MATERIAL PROVIDED -
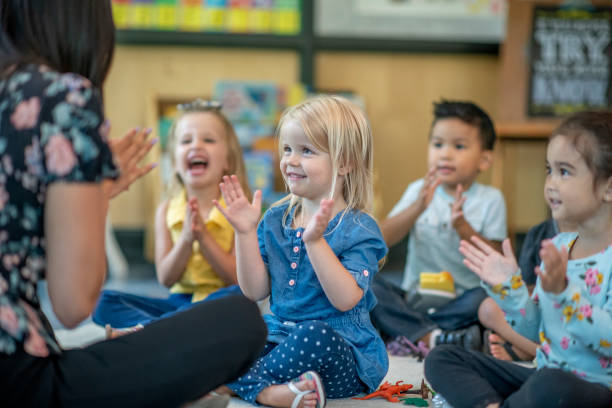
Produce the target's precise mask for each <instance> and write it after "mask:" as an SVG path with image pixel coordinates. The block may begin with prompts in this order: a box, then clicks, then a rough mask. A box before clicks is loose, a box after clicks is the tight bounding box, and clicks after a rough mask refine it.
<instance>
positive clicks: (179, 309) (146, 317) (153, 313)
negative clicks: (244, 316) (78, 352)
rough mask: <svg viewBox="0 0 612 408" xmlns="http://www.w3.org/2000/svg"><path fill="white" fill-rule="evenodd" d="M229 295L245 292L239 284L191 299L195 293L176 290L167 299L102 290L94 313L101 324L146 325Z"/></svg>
mask: <svg viewBox="0 0 612 408" xmlns="http://www.w3.org/2000/svg"><path fill="white" fill-rule="evenodd" d="M230 295H242V292H241V291H240V287H239V286H238V285H232V286H228V287H226V288H221V289H219V290H217V291H215V292H213V293H211V294H210V295H208V296H207V297H206V298H205V299H204V300H201V301H200V302H195V303H192V302H191V298H192V295H188V294H180V293H175V294H172V295H170V296H169V297H168V298H166V299H160V298H151V297H147V296H139V295H133V294H131V293H125V292H120V291H117V290H103V291H102V294H101V295H100V299H99V300H98V304H97V305H96V308H95V310H94V312H93V314H92V316H91V318H92V320H93V321H94V323H96V324H99V325H101V326H105V325H107V324H110V325H111V326H112V327H115V328H124V327H132V326H136V325H137V324H142V325H147V324H149V323H151V322H153V321H155V320H159V319H165V318H167V317H170V316H174V315H175V314H177V313H179V312H182V311H184V310H187V309H190V308H192V307H193V306H194V305H197V304H198V303H201V302H207V301H210V300H214V299H220V298H223V297H226V296H230Z"/></svg>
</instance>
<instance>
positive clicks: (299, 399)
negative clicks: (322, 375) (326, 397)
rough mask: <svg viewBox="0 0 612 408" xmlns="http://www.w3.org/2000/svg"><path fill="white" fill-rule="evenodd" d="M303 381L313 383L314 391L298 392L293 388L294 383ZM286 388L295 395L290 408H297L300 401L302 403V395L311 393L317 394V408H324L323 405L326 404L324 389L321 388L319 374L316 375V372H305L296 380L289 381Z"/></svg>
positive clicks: (302, 391) (295, 379) (295, 387)
mask: <svg viewBox="0 0 612 408" xmlns="http://www.w3.org/2000/svg"><path fill="white" fill-rule="evenodd" d="M305 380H309V381H314V383H315V389H314V390H304V391H302V390H299V389H298V388H297V387H296V386H295V383H296V382H300V381H305ZM287 386H288V387H289V389H290V390H291V392H293V393H294V394H295V398H294V399H293V402H292V403H291V408H297V406H298V405H300V401H302V398H304V395H306V394H310V393H311V392H314V393H316V394H317V408H324V407H325V404H326V398H325V389H324V388H323V381H321V377H320V376H319V374H317V372H316V371H312V370H310V371H306V372H305V373H303V374H302V375H300V376H299V377H298V378H296V379H294V380H292V381H289V382H288V383H287Z"/></svg>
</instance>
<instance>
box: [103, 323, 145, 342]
mask: <svg viewBox="0 0 612 408" xmlns="http://www.w3.org/2000/svg"><path fill="white" fill-rule="evenodd" d="M143 327H144V326H143V325H142V324H137V325H136V326H132V327H127V328H125V329H113V328H112V327H111V325H110V324H107V325H106V326H104V331H105V332H106V339H107V340H110V339H115V338H117V337H120V336H125V335H126V334H130V333H134V332H137V331H138V330H142V328H143Z"/></svg>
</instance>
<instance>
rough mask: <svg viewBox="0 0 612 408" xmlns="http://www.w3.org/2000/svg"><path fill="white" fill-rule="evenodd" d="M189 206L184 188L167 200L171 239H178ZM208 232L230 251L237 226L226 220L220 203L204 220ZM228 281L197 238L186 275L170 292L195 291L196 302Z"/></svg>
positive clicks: (194, 296) (214, 238) (194, 244)
mask: <svg viewBox="0 0 612 408" xmlns="http://www.w3.org/2000/svg"><path fill="white" fill-rule="evenodd" d="M219 203H220V204H221V205H222V206H224V207H225V202H224V201H223V198H220V199H219ZM186 209H187V194H186V192H185V191H184V190H183V191H182V192H181V193H180V194H178V195H177V196H176V197H174V198H172V199H171V200H170V202H169V203H168V210H167V211H166V225H167V226H168V229H169V230H170V236H171V238H172V243H173V244H174V243H176V241H177V240H178V239H179V236H180V235H181V231H182V230H183V222H184V221H185V212H186ZM204 223H205V224H206V228H207V229H208V232H209V233H210V234H212V236H213V238H214V239H215V241H217V243H218V244H219V245H220V246H221V248H223V250H224V251H227V252H229V251H230V248H231V247H232V243H233V242H234V229H233V228H232V226H231V224H230V223H229V222H228V221H227V219H226V218H225V216H224V215H223V214H221V212H220V211H219V209H217V207H213V208H212V210H210V213H209V214H208V218H207V219H206V220H204ZM225 286H226V285H225V282H223V280H221V278H219V277H218V276H217V274H216V273H215V271H214V270H213V269H212V267H211V266H210V264H209V263H208V261H207V260H206V259H205V258H204V256H202V252H200V244H199V243H198V242H197V241H195V242H194V243H193V252H192V254H191V257H190V258H189V261H188V262H187V266H186V267H185V271H184V272H183V275H182V276H181V278H180V279H179V281H178V282H176V283H175V284H174V285H172V287H171V288H170V292H171V293H192V294H193V297H192V299H191V301H192V302H197V301H199V300H202V299H204V298H206V296H208V295H210V294H211V293H212V292H214V291H216V290H217V289H221V288H223V287H225Z"/></svg>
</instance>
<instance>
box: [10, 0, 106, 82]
mask: <svg viewBox="0 0 612 408" xmlns="http://www.w3.org/2000/svg"><path fill="white" fill-rule="evenodd" d="M114 48H115V26H114V24H113V17H112V12H111V2H110V0H1V1H0V72H1V73H5V72H6V71H7V68H8V67H10V66H14V65H16V66H21V65H24V64H28V63H37V64H46V65H48V66H49V67H50V68H52V69H54V70H56V71H59V72H62V73H63V72H73V73H76V74H79V75H82V76H84V77H85V78H87V79H89V80H90V81H91V82H92V83H93V84H94V85H95V86H96V87H97V88H101V87H102V84H103V83H104V80H105V79H106V75H107V74H108V71H109V69H110V65H111V61H112V59H113V51H114Z"/></svg>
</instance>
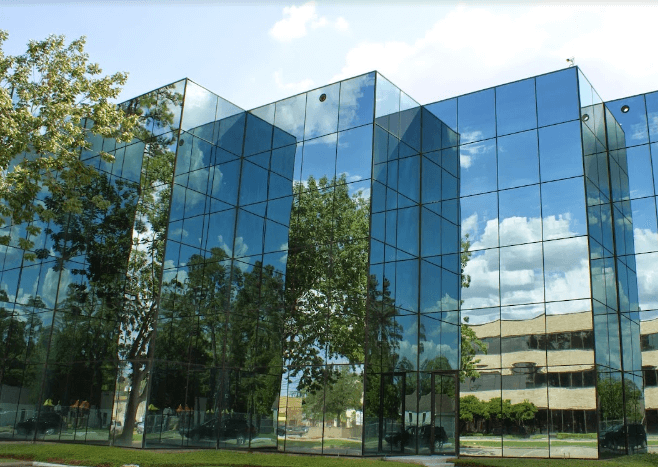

TASK DETAILS -
Transcribe the data, starting at its very beginning and ending with the line that contains "295L245 292L239 284L191", with both ends included. Leave the pictures out of your answer.

EXERCISE RESPONSE -
Produce the target's precise mask for each <instance> and write it after "mask:" as an SVG path with image pixel coordinates. The block may begin with prompts in this order: a box, then clicks, then a rough mask. A box before clicks is loose, a box after clicks is the tight bounding box, and clicks after a rough mask refine it.
<instance>
positive clicks: (179, 309) (146, 317) (153, 313)
negative clicks: (244, 316) (78, 352)
rough mask: <svg viewBox="0 0 612 408" xmlns="http://www.w3.org/2000/svg"><path fill="white" fill-rule="evenodd" d="M229 295L245 292L239 284L191 299L195 293L176 290L167 299L102 290L94 313L101 324L146 325Z"/></svg>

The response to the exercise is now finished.